Goal of the exercise —
Return every line of the material exactly.

Stored rows —
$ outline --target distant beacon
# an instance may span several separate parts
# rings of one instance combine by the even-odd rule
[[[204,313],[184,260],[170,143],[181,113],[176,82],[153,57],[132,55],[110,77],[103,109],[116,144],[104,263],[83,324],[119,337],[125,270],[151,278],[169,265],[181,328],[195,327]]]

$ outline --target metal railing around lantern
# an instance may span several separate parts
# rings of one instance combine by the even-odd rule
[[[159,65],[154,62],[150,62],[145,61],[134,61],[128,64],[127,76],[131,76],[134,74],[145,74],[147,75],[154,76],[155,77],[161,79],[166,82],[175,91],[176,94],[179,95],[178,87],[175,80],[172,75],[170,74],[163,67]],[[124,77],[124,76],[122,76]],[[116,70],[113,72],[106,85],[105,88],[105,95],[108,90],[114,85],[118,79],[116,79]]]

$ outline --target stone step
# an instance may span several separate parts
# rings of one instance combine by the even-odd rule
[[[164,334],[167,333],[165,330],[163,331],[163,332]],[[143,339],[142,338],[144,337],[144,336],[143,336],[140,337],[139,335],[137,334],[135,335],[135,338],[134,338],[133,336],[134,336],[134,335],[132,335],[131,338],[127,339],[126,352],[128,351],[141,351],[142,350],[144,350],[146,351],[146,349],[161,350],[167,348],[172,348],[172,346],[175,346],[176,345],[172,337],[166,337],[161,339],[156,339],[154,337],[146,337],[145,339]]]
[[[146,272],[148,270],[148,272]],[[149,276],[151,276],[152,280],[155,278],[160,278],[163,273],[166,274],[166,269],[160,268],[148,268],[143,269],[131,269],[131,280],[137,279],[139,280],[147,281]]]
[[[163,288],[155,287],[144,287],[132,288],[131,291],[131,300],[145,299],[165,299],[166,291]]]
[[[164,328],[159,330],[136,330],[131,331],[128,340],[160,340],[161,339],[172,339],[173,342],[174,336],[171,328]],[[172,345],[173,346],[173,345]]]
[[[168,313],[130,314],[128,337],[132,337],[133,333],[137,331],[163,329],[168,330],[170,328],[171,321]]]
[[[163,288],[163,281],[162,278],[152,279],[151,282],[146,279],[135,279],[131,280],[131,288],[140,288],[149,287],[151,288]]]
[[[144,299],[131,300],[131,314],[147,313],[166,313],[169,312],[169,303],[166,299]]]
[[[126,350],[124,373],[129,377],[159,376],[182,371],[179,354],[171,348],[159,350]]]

Output of the exercise —
$ outline --target distant beacon
# an instance may span several separate parts
# rings of one instance combine by the even-odd rule
[[[204,313],[184,260],[170,143],[181,113],[176,82],[153,57],[132,55],[110,77],[103,109],[116,144],[104,263],[83,324],[119,337],[125,270],[151,278],[169,265],[181,328],[195,327]]]

$ outline --target metal railing around lantern
# an instance may span several separate parts
# rings of one instance combine by the even-odd rule
[[[159,65],[154,62],[150,62],[145,61],[134,61],[128,64],[127,76],[131,76],[134,74],[145,74],[147,75],[154,76],[155,77],[161,79],[166,82],[175,91],[176,94],[179,95],[178,87],[175,80],[172,75],[170,74],[163,67]],[[124,77],[124,76],[122,76]],[[116,70],[113,72],[106,85],[105,88],[105,95],[108,90],[114,85],[118,79],[116,79]]]

$ outline --target stone step
# an instance may span several separate parts
# rings of one instance combine by the even-odd rule
[[[164,334],[167,333],[165,330],[163,331],[163,332]],[[143,339],[142,338],[144,337],[144,336],[143,336],[140,337],[139,335],[137,334],[135,335],[135,338],[134,338],[133,336],[134,336],[134,335],[132,335],[131,338],[127,339],[126,352],[128,351],[141,351],[142,350],[144,350],[146,351],[146,349],[161,350],[167,348],[172,348],[172,346],[175,346],[176,345],[172,337],[166,337],[161,339],[156,339],[154,337],[146,337],[145,339]]]
[[[146,272],[148,270],[148,272]],[[149,276],[151,276],[152,280],[155,278],[160,278],[163,273],[166,274],[166,269],[160,268],[148,268],[143,269],[131,269],[131,280],[137,279],[139,280],[147,281]]]
[[[163,288],[155,287],[144,287],[132,288],[131,291],[131,300],[145,299],[165,299],[166,291]]]
[[[164,328],[159,330],[136,330],[131,331],[128,340],[160,340],[161,339],[172,339],[173,342],[174,336],[171,328]],[[172,345],[173,346],[173,345]]]
[[[168,313],[130,314],[128,337],[132,337],[133,333],[137,331],[163,329],[168,330],[170,328],[171,321]]]
[[[163,288],[163,281],[162,278],[152,279],[151,282],[146,279],[135,279],[131,280],[131,288],[140,288],[149,287],[151,288]]]
[[[144,299],[131,300],[131,314],[147,313],[166,313],[169,312],[169,303],[166,299]]]
[[[126,350],[124,373],[129,377],[159,376],[182,371],[179,354],[171,348],[159,350]]]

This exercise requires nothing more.